■ **Exercise goal**
From the line with "Task: put a dot on each instance of the forested" through the final line, transcribe the material below character for character; include no other lines.

####

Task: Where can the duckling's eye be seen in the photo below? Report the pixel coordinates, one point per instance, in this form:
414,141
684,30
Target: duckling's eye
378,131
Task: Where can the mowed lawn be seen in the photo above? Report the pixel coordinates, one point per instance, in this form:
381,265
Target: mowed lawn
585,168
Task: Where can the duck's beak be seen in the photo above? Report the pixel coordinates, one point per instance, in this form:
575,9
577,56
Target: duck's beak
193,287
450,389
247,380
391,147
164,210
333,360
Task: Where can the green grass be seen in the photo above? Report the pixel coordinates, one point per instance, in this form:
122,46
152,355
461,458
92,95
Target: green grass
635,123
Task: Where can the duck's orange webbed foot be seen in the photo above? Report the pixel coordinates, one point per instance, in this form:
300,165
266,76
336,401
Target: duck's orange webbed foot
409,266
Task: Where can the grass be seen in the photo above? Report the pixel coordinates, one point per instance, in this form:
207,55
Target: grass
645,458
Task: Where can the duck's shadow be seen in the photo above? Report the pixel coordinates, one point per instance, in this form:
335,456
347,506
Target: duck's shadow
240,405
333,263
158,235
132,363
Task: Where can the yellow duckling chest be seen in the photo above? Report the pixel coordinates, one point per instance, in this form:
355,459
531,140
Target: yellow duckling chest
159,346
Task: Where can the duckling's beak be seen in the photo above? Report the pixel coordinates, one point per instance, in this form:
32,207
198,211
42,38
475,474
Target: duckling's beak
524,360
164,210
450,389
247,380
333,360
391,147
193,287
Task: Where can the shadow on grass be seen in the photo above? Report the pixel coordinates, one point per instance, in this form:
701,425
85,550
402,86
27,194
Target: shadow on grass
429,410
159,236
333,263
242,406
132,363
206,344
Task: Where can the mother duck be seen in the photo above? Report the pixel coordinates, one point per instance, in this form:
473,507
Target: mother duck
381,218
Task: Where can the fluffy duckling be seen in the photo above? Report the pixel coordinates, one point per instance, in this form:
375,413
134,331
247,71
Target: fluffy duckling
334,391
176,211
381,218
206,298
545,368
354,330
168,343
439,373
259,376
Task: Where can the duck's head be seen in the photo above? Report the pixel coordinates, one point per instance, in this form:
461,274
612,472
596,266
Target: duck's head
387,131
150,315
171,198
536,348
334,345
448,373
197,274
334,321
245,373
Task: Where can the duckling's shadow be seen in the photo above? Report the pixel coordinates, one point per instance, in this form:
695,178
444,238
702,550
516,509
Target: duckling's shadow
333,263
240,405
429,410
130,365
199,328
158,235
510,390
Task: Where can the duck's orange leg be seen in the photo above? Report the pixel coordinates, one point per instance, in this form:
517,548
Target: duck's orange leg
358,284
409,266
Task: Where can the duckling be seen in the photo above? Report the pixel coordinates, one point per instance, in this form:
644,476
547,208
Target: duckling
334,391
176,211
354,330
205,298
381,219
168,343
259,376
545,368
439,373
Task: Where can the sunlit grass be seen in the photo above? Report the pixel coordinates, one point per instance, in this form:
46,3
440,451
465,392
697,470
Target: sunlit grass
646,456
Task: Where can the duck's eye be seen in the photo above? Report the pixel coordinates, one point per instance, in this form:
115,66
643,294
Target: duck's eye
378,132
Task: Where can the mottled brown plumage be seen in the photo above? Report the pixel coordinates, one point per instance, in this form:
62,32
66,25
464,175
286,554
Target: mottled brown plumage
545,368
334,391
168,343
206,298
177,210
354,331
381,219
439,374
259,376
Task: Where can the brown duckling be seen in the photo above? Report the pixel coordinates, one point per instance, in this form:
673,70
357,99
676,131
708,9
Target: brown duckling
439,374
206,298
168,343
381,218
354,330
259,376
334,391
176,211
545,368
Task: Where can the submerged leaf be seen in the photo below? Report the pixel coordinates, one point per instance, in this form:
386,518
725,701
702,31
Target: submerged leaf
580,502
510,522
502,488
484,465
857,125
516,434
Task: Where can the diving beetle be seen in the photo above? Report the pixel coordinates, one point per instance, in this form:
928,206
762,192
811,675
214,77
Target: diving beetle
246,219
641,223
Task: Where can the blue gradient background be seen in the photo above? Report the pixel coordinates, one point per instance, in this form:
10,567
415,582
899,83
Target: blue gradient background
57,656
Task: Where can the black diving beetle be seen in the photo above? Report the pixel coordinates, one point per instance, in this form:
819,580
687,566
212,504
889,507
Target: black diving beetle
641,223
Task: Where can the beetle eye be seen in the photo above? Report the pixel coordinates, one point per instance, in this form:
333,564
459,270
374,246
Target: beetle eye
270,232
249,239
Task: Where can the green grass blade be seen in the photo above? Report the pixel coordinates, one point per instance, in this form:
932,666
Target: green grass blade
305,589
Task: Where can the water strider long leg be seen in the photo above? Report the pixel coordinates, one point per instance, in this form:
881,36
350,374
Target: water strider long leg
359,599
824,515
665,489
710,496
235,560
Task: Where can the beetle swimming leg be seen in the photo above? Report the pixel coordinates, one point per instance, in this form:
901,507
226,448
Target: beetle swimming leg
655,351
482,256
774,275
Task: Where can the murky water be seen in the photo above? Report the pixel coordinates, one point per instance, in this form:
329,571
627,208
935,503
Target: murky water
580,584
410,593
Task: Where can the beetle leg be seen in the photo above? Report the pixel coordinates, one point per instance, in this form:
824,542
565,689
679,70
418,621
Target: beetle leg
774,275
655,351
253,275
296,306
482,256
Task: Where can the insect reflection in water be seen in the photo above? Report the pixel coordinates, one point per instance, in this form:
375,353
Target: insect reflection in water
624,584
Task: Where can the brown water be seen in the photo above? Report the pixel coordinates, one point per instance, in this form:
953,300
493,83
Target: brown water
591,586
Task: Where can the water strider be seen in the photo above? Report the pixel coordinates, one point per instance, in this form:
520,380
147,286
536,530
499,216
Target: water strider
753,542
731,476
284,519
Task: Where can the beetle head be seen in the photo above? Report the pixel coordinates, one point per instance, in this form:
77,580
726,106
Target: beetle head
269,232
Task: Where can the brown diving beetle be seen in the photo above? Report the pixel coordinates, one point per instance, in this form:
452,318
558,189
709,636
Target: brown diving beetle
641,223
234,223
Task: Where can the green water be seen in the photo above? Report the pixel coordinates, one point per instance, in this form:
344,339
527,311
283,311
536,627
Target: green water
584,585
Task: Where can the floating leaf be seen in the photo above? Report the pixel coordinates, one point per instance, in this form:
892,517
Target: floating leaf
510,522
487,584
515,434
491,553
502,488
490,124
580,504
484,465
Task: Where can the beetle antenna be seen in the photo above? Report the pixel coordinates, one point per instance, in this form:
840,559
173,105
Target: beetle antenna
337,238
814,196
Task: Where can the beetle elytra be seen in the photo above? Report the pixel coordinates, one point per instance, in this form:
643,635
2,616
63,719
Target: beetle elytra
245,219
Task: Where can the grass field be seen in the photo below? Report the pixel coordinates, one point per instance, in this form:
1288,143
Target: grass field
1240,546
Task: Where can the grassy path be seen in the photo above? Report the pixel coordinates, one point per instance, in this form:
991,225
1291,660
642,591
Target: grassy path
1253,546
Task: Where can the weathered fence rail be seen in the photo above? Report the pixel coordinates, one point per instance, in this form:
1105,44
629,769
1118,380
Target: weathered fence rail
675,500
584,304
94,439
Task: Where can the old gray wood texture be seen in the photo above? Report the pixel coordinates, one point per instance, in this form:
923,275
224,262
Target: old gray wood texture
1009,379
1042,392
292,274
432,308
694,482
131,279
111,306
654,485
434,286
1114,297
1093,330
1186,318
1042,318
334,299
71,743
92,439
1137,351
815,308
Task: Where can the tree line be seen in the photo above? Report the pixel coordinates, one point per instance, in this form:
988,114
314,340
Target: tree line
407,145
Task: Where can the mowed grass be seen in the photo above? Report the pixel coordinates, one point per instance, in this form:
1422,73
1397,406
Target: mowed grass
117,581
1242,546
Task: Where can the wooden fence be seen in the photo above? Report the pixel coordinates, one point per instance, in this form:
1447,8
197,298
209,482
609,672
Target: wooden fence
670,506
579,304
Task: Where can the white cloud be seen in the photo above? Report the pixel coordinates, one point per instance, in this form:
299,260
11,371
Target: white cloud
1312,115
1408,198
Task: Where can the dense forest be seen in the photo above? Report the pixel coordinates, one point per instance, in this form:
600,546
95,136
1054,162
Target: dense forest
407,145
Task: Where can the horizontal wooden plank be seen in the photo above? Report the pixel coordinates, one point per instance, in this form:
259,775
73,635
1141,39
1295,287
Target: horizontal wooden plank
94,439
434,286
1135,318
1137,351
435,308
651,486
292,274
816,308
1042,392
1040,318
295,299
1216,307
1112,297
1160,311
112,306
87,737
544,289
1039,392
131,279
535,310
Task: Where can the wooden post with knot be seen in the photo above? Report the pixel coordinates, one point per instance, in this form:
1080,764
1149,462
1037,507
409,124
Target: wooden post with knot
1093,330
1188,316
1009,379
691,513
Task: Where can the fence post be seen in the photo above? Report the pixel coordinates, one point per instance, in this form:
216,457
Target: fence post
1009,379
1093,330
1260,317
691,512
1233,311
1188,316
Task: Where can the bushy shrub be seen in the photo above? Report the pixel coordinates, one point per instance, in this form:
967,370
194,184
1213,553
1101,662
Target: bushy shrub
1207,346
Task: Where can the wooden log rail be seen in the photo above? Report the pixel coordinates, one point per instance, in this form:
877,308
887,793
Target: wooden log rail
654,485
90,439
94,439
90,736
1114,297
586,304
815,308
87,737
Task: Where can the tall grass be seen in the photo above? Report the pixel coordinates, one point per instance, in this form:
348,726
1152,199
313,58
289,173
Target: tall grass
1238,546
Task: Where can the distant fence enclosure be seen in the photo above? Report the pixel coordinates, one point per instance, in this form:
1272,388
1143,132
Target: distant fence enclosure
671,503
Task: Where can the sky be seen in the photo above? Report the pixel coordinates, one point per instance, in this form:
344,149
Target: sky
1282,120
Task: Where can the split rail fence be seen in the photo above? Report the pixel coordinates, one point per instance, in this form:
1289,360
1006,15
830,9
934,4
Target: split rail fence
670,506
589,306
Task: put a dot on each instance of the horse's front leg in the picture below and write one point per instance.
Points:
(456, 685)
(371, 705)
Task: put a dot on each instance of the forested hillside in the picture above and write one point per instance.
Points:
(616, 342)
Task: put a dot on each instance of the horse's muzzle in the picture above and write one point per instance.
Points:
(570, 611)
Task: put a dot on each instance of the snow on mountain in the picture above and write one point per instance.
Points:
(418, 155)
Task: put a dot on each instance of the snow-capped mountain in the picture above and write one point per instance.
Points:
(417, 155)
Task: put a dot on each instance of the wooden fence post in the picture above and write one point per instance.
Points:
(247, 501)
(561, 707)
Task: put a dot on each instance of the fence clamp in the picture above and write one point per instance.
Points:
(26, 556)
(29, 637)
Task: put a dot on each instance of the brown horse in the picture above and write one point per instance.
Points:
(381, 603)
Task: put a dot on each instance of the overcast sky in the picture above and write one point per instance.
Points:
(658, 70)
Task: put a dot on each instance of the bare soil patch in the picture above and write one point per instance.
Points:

####

■ **Correct output**
Task: put a dot on each instance of the forested hillside in the picture above and write one point per instance.
Points:
(616, 342)
Task: put a dot on each instance of the horse's muzzle in the picture above and write one point per instance.
Points:
(570, 611)
Task: put a dot on each instance of the snow on mountain in the picture above and write one point per instance.
Points:
(418, 155)
Task: put a dot on each instance of the snow-capped mountain in the picture above and write one point per instance.
Points:
(417, 155)
Task: put a dot on each instance of the wooden fence post in the picture above and write one point per instance.
Points:
(247, 501)
(561, 707)
Task: put a dot on each instance of the fence clamp in the picture above and write one point per instance.
Points:
(26, 556)
(29, 637)
Task: put a dot on each instance of the brown horse in the picture above and write one point per instance.
Points:
(381, 603)
Task: put a dot on each instance of the overcast sky in the picture above and write one point per instance.
Points:
(658, 70)
Task: put a dot on each instance of the bare soil patch in the picture above and write one point per instance.
Points:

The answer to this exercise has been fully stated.